§ **Passage provided**
-----

27 February 2026

What to expect in Washington (February 27)

With the income tax filing deadline around the corner, attention on Capitol Hill is turning to tax administration issues. Senate Finance Committee Chairman Mike Crapo (R-ID) and Ranking Member Ron Wyden (D-OR) on February 26 introduced the "Taxpayer Assistance and Service Act," with provisions to:

  • Digitize more tax returns to support faster refunds
  • Upgrade the "where's my refund" tools so taxpayers know when to expect their refunds
  • Upgrade IRS online accounts so taxpayers and representatives can review and respond online
  • Strengthen standards for paid tax preparers
  • Expand IRS call-back options
  • Allow the U.S. Tax Court to hear cases relating to refunds
  • Increase the independence of the National Taxpayer Advocate and IRS Independent Office of Appeals
  • Protect victims of fraud from indefinite IRS scrutiny

Senators Crapo and Wyden released a discussion draft on the topic in January 2025, and the Finance Committee has a long history of producing bipartisan tax administration bills. The House Ways and Means Committee has passed some narrower bills on taxpayer rights, the Tax Court, etc. "Taxpayer advocates inside and outside government have been eagerly awaiting the legislation from Crapo and Wyden, which includes tweaks to a number of provisions from last year's draft (and drops some portions altogether) … " Morning Tax said. "There's interest in both parties and chambers in passing further bipartisan tax administration measures this year. But it remains to be seen whether the House and the Senate have the bandwidth to pass something at the scale of Crapo and Wyden's measure."

-----

§ **Records shown**
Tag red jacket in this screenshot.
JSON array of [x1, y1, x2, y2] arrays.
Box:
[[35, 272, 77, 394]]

-----

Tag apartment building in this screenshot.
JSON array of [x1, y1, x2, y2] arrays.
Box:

-----

§ **Given request A**
Please list every provision of the "Taxpayer Assistance and Service Act" that the Washington tax update names.
§ **Given request B**
Pick up the Washington tax update after its final sentence and write what comes next.

§ **Exercise result A**
- Digitize more tax returns to support faster refunds
- Upgrade the "where's my refund" tools so taxpayers know when to expect their refunds
- Upgrade IRS online accounts so taxpayers and representatives can review and respond online
- Strengthen standards for paid tax preparers
- Expand IRS call-back options
- Allow the U.S. Tax Court to hear cases relating to refunds
- Increase the independence of the National Taxpayer Advocate and IRS Independent Office of Appeals
- Protect victims of fraud from indefinite IRS scrutiny

§ **Exercise result B**
Additionally, the House Ways and Means Committee has scheduled a hearing for Wednesday, March 4 at 10 a.m. with IRS Chief Executive Officer Frank Bisignano to discuss the 2026 filing season, implementation of the One Big Beautiful Bill Act (OBBBA), and the Trump Administration's priorities for the IRS.

Outlook — President Trump's State of the Union address February 24 didn't necessarily provide Congress with a road map on tax or other policy issues. "From a legislative perspective, Trump's State of the Union address was notable for what it didn't include. He gave Republicans a pass on trying to revive his global tariff campaign after a major Supreme Court setback. He didn't demand another party-line domestic policy bill before November … " Politico reported in a story, "Trump doesn't give Congress much to do before the midterms," on February 25. "Instead, Trump used the bulk of the speech to lean into red-meat issues like illegal immigration … while encouraging lawmakers to tackle a few relatively minor topics — many of which have already been churning behind the scenes for months."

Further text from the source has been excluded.